WORK TO BE COMPLETED: Write the next part of the glaucoma passage, starting right after its last sentence.

EXTRACT:
#####
Chronic angle closure manifests like open angle glaucoma, with gradual vision loss but no pain.
How is glaucoma diagnosed?
Multiple clinical parameters are carefully and simultaneously assessed in the diagnosis of glaucoma. These include:
Intraocular pressure measurements (often over a period of time)
Optic nerve appearance
Visual field testing
Corneal thickness measurements
State of the drainage angle (open, narrow or closed)
Clinical assessment of the optic nerve, in particular, is greatly enhanced with the use of advanced technology such as OCT scans, which can detect optic nerve changes well before the naked eye can.
What is the treatment for glaucoma?
Like high blood pressure, there is no cure as such for glaucoma. Treatment simply aims to lower the eye pressure to reduce the risk of progressive visual loss from sustained high pressure. All current treatments lower the eye pressure either by increasing the drainage of fluid out of the eye, or reducing the production of fluid into the eye.
1. Eye drops (Topical therapy). In the vast majority of patients, topical therapy with eye drops is enough to control glaucoma. There are various classes of glaucoma drops, which work in different ways. Most patients only need one type of eye drop to control their glaucoma, but some will require 2 or 3 classes of drops to adequately control their pressure. The eye drops are generally safe, easy to use, and well-tolerated in most patients.Side-effects can occur, and the ophthalmologist will discuss the specific side-effects of each particular drop before commencing treatment. Once on eye drops, they are generally required for the rest of the patient’s life.
2. Eye laser. There are 2 type of laser used to treat glaucoma:
a) SLT (Selective Laser Trabeculoplasty). This is generally considered a secondary therapy for open-angle glaucoma, where eye drops alone have not been successful in controlling eye pressure. After SLT, some patients may no longer require eye drops, whilst some will still require drops but less than before. SLT aims to increase the fluid drainage from the eye, by lasering the trabecular meshwork in the angle of the eye. It is performed in the clinic, and is considered a safe and well-tolerated procedure. It may require more than one session to achieve adequate pressure control.
#####
Collected data
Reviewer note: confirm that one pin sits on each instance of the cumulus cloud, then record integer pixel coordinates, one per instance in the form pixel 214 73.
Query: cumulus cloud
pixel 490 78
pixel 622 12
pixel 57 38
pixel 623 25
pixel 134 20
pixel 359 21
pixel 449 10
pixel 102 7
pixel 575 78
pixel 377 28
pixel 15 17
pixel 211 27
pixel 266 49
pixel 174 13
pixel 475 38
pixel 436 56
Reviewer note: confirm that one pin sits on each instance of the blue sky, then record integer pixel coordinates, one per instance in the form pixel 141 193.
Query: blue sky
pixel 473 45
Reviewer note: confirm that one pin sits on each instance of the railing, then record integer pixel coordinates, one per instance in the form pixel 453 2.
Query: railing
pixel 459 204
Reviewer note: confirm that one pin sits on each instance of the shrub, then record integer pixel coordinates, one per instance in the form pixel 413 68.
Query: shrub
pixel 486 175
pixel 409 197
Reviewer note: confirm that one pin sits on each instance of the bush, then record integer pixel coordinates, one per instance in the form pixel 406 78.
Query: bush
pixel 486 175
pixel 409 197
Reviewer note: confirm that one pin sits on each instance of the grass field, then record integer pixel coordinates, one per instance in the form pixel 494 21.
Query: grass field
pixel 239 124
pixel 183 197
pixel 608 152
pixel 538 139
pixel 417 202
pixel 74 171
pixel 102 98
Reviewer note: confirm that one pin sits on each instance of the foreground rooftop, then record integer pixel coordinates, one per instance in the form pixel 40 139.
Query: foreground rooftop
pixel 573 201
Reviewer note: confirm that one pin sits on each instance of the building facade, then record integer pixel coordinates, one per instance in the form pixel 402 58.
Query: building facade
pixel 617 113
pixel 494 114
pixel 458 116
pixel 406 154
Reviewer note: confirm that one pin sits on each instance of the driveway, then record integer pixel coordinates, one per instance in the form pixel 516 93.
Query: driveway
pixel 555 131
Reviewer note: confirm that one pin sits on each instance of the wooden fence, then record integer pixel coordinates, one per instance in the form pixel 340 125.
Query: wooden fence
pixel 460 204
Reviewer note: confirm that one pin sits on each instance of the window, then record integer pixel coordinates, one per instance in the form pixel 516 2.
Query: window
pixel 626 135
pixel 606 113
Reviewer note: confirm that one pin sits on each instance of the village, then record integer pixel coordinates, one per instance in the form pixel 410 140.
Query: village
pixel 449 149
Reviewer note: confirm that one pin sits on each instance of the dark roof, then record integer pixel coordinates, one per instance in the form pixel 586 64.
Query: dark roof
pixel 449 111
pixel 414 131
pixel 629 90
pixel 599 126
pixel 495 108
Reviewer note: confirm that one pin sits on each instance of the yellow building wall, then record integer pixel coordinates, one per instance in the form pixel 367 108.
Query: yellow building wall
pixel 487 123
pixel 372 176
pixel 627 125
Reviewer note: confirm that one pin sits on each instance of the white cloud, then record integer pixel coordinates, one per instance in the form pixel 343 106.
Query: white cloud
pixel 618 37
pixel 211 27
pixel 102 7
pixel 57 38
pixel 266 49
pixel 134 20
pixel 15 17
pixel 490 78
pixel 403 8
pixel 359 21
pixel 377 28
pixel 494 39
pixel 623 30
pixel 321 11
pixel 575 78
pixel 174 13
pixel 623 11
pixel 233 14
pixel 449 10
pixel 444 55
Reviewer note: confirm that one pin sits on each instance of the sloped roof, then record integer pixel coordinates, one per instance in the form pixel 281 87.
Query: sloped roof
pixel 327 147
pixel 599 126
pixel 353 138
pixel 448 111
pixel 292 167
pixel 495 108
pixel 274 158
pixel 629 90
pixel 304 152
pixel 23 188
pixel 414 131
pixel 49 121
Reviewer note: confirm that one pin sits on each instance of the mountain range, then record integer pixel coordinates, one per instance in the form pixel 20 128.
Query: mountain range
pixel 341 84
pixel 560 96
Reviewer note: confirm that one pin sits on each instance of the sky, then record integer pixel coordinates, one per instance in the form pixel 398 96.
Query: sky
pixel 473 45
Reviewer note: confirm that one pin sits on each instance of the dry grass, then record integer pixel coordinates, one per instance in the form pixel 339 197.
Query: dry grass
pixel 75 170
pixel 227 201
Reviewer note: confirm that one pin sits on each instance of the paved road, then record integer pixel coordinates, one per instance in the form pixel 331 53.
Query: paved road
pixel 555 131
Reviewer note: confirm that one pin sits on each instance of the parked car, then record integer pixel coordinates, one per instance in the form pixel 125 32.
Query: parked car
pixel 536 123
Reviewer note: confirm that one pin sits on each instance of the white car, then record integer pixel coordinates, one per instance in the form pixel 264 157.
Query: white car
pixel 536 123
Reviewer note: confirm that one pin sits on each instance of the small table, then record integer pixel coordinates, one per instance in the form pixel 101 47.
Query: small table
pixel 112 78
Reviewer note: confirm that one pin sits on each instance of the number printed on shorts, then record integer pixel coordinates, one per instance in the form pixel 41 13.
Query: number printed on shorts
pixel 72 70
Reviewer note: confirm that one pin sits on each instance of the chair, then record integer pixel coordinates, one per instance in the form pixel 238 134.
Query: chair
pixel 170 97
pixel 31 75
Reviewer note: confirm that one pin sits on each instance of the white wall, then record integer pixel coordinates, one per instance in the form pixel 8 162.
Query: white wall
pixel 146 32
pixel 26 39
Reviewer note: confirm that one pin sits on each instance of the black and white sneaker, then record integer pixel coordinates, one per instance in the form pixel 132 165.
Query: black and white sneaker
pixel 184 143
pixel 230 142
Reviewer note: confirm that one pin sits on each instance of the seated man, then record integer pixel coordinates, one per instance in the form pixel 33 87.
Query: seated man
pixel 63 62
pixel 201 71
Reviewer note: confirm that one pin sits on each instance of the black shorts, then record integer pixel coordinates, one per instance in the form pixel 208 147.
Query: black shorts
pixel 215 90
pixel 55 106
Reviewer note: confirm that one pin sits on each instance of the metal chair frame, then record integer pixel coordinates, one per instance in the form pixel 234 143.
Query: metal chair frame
#####
ANSWER FOR THIS EXERCISE:
b) YAG laser PI (peripheral iridotomy). This is used to treat closed-angle or narrow-angle glaucoma. It creates extra drainage ports in the iris of the eye, to allow easier flow of aqueous humor within the eye. It is used in both the acute and chronic forms of closed angle glaucoma. It is performed in the clinic, and is also a safe and well-tolerated procedure.
3. Eye surgery. This is rarely required these days in the management of glaucoma, but will be used if topical therapy or laser therapy fails. This surgery aims to create filtration ports for the drainage of fluid of the eye, either through a flap in the patients outer eye tissue (trabeculectomy) or through a drainage tube that passes from the inside to the outside of the eye (tube-filtration surgery).
Why is monitoring required for glaucoma?
When patients develop glaucoma, they will require long-term monitoring to ensure that their treatments stay efficient over their lifetime. Generally, annual checks are all that is required, if the glaucoma is well-controlled. These check-ups are usually performed by an ophthalmologist.
At each check-up visit, all of the clinical parameters (eye pressure, optic nerve appearance, visual fields) are assessed, to ensure that there has been no change to suggest progression of vision loss despite therapy. If there is, then the therapy is increased, either with more eye drops, or the consideration of laser or surgery.
As vision lost cannot be restored, prevention of vision loss is the key. Early detection of change or progression is very important in the long-term management of glaucoma.